## TO BE DONE
Pick out every line of the listing below that contains the string "rider", and copy each of those lines. Treat uppercase and lowercase letters as different.

[Records from a point labeling set]
·····
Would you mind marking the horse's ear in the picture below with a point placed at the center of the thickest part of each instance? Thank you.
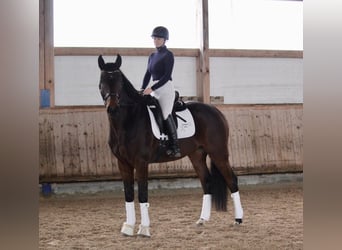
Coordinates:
(101, 62)
(118, 61)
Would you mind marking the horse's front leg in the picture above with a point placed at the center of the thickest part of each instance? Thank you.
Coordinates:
(142, 177)
(127, 174)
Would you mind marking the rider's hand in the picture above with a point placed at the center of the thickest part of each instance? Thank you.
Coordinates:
(147, 91)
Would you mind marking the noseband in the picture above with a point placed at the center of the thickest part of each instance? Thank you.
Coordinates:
(111, 94)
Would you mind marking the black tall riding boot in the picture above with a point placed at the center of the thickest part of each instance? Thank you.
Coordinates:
(172, 134)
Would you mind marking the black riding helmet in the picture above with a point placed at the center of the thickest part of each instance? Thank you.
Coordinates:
(160, 31)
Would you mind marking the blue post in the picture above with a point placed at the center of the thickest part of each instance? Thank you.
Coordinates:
(44, 98)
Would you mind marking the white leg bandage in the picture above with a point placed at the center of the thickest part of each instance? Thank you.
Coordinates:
(145, 219)
(237, 205)
(130, 213)
(206, 207)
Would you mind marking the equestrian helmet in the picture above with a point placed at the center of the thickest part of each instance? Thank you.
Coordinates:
(160, 31)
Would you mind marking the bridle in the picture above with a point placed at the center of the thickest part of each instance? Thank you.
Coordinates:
(110, 75)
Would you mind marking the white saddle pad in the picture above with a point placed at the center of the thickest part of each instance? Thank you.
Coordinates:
(186, 125)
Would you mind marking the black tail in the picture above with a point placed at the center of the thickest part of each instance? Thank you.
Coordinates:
(218, 188)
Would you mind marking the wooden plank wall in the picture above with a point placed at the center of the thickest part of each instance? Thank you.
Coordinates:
(263, 139)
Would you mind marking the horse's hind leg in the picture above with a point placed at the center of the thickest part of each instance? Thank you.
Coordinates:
(142, 176)
(198, 159)
(221, 162)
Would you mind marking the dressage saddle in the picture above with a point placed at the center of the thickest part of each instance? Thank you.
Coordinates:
(154, 106)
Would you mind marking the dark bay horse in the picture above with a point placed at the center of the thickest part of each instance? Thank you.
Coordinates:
(132, 142)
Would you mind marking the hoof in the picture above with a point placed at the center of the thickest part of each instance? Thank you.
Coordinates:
(238, 221)
(127, 230)
(144, 231)
(200, 222)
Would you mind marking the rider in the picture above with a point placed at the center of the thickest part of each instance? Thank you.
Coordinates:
(160, 66)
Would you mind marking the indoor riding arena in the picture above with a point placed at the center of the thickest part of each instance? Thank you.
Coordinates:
(259, 91)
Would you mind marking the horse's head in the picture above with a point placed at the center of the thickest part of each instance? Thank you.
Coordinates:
(111, 82)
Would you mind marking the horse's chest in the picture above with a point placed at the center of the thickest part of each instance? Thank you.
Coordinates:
(122, 145)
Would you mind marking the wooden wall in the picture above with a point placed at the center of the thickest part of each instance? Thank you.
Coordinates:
(263, 139)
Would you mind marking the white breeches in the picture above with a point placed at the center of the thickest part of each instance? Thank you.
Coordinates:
(165, 96)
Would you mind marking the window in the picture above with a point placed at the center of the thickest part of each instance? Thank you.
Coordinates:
(128, 23)
(256, 24)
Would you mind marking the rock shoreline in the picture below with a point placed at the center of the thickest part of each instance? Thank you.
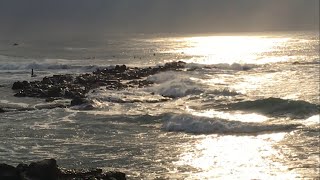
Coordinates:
(75, 87)
(48, 170)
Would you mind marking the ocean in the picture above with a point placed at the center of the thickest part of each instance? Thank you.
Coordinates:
(245, 107)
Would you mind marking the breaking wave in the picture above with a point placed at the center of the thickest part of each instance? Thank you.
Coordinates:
(226, 66)
(204, 125)
(43, 66)
(278, 106)
(170, 84)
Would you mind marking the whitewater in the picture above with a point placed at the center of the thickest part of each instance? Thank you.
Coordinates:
(246, 106)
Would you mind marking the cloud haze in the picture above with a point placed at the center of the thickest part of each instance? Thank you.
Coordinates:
(102, 16)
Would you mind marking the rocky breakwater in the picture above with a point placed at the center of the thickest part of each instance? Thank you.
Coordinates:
(77, 86)
(48, 170)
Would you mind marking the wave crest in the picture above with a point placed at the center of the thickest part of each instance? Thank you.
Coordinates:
(204, 125)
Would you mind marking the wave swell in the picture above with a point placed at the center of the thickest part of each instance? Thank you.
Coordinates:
(278, 107)
(204, 125)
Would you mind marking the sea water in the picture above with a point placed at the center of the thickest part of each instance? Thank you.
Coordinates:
(245, 107)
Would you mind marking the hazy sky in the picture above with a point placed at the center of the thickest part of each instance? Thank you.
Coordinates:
(101, 16)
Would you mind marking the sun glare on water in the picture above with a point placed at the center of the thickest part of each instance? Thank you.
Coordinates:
(231, 49)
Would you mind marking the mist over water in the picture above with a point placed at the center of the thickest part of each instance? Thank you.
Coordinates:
(245, 107)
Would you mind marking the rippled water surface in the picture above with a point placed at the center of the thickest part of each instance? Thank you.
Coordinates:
(245, 107)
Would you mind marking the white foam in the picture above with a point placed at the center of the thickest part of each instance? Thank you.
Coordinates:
(226, 66)
(313, 120)
(203, 125)
(172, 84)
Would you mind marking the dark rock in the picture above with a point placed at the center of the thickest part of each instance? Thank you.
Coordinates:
(17, 85)
(2, 110)
(75, 87)
(116, 175)
(8, 172)
(78, 101)
(43, 170)
(48, 170)
(55, 91)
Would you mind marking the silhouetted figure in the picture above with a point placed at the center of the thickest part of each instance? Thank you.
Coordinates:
(32, 74)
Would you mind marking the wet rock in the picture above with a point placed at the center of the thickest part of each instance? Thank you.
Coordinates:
(2, 110)
(69, 86)
(48, 170)
(17, 85)
(55, 91)
(79, 101)
(8, 172)
(45, 169)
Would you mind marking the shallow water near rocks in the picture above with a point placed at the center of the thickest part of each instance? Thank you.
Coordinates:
(235, 112)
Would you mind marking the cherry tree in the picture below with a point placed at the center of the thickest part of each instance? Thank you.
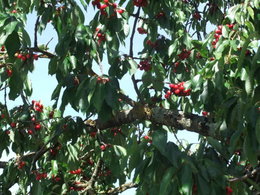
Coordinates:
(185, 77)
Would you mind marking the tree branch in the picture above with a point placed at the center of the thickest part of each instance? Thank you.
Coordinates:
(161, 116)
(131, 52)
(246, 176)
(35, 32)
(121, 188)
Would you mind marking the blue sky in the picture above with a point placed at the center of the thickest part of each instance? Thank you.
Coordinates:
(44, 84)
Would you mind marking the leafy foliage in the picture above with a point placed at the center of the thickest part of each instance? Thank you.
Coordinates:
(208, 51)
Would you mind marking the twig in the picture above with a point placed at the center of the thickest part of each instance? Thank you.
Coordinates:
(133, 33)
(131, 53)
(121, 188)
(35, 31)
(127, 99)
(36, 49)
(246, 176)
(136, 88)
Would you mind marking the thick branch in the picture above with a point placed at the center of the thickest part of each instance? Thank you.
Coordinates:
(161, 116)
(2, 164)
(246, 176)
(120, 189)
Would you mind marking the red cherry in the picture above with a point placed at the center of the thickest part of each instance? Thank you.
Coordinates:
(103, 147)
(9, 72)
(229, 190)
(230, 26)
(204, 113)
(37, 126)
(13, 124)
(177, 91)
(78, 171)
(220, 27)
(30, 132)
(197, 16)
(35, 56)
(181, 88)
(93, 134)
(23, 58)
(19, 55)
(120, 11)
(166, 96)
(57, 179)
(114, 5)
(28, 56)
(218, 32)
(104, 6)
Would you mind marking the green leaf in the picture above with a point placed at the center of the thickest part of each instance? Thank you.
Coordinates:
(54, 167)
(12, 44)
(186, 179)
(126, 28)
(160, 140)
(15, 84)
(219, 52)
(28, 87)
(36, 188)
(250, 147)
(8, 29)
(172, 48)
(99, 96)
(133, 66)
(257, 130)
(166, 181)
(251, 12)
(119, 150)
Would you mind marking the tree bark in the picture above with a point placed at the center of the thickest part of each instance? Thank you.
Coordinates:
(161, 116)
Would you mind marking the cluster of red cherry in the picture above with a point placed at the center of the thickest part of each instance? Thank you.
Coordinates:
(218, 34)
(145, 65)
(102, 7)
(101, 36)
(197, 16)
(178, 90)
(21, 164)
(2, 48)
(151, 44)
(149, 139)
(103, 147)
(184, 54)
(74, 188)
(37, 106)
(40, 176)
(115, 131)
(76, 172)
(24, 57)
(141, 31)
(140, 3)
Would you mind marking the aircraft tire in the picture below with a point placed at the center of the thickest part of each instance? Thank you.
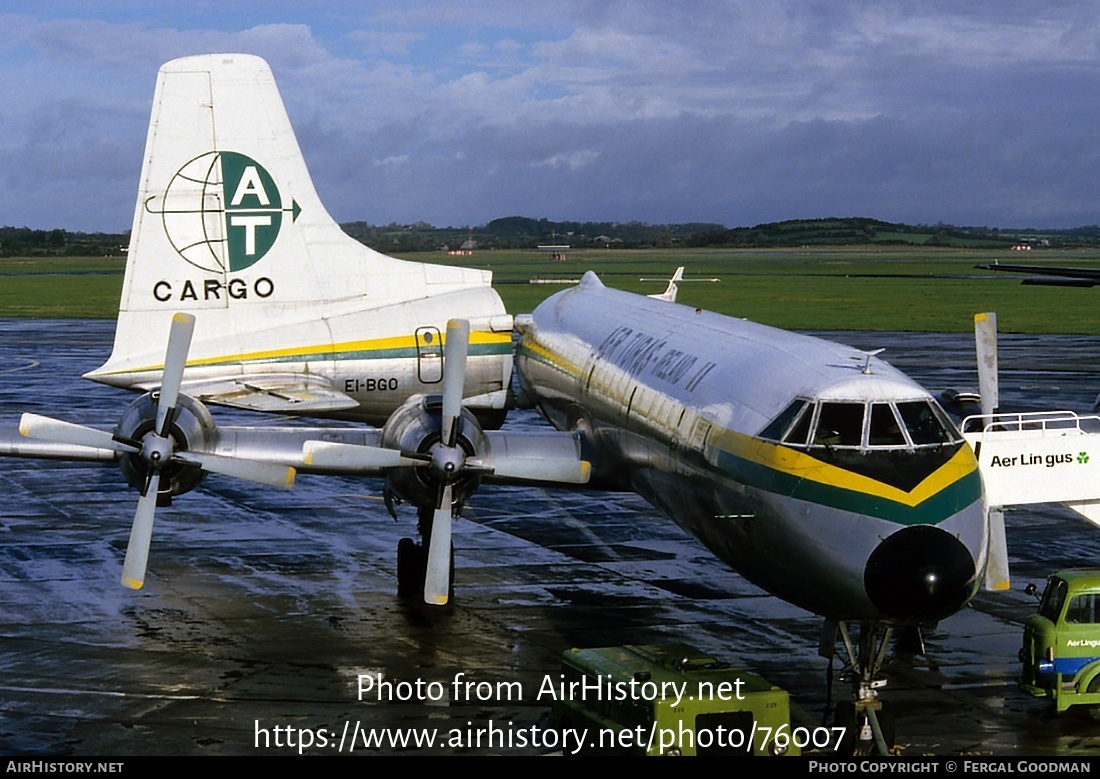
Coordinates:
(845, 716)
(411, 564)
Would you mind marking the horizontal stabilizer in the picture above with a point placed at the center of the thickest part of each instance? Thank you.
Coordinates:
(274, 394)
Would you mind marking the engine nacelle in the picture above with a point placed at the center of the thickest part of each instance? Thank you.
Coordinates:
(193, 429)
(417, 427)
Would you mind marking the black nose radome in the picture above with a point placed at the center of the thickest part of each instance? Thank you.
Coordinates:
(920, 573)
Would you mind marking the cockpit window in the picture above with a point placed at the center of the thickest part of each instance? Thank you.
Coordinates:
(839, 425)
(878, 425)
(923, 424)
(884, 429)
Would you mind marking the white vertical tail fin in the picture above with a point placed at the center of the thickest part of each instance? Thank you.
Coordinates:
(228, 226)
(670, 293)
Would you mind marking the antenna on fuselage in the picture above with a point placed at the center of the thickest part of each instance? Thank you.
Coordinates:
(867, 359)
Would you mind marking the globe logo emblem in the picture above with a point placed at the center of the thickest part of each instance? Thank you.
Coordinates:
(222, 212)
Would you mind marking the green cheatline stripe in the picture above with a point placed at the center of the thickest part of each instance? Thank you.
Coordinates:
(953, 498)
(394, 353)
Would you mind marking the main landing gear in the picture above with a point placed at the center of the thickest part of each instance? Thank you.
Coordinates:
(413, 560)
(868, 722)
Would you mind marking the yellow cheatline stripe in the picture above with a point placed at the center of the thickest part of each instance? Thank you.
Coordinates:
(803, 465)
(479, 337)
(552, 358)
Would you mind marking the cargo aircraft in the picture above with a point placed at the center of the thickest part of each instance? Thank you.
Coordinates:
(818, 471)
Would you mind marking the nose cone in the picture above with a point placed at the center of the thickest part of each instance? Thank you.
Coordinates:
(921, 573)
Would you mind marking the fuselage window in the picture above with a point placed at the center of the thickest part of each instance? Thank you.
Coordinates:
(924, 426)
(800, 434)
(778, 427)
(884, 430)
(839, 425)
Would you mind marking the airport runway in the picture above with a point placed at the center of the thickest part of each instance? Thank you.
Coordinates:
(262, 607)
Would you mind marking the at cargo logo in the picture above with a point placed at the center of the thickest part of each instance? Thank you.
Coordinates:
(222, 212)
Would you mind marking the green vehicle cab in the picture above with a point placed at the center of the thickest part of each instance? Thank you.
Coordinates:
(1060, 655)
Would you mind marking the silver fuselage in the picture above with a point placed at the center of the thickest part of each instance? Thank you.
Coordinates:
(686, 408)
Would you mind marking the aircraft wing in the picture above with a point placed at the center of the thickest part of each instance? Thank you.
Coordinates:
(1048, 275)
(272, 393)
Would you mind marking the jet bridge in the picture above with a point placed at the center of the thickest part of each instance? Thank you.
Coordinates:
(1042, 457)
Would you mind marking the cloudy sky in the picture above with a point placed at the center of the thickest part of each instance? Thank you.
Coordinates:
(459, 112)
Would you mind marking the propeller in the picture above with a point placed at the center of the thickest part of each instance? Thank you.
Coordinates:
(447, 461)
(156, 449)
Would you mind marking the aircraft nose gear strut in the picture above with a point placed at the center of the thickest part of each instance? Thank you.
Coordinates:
(868, 722)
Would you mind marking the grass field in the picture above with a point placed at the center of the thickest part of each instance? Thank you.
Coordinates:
(828, 288)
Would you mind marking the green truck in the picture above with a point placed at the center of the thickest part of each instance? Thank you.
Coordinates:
(671, 700)
(1060, 655)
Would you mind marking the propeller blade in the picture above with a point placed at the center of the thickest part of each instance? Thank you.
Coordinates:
(540, 469)
(50, 429)
(985, 338)
(350, 457)
(175, 360)
(454, 376)
(997, 569)
(141, 534)
(437, 581)
(249, 470)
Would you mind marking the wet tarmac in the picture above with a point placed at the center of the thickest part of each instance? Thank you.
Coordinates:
(262, 607)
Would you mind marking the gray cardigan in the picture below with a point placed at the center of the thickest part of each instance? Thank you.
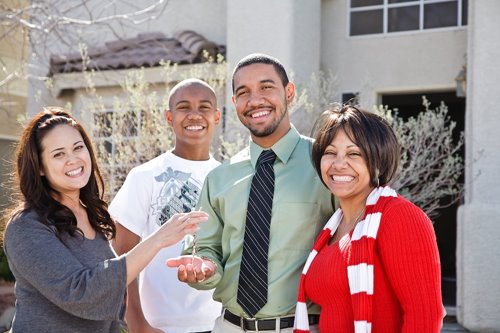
·····
## IN RESPONSE
Would you mind marking the rider's hand in the picture above with a point placed at the center of the thickest part of each instance? Thank you.
Would you mind marking the rider in the picture above with a point placed at the center of the thickest part of each instance? Thank you.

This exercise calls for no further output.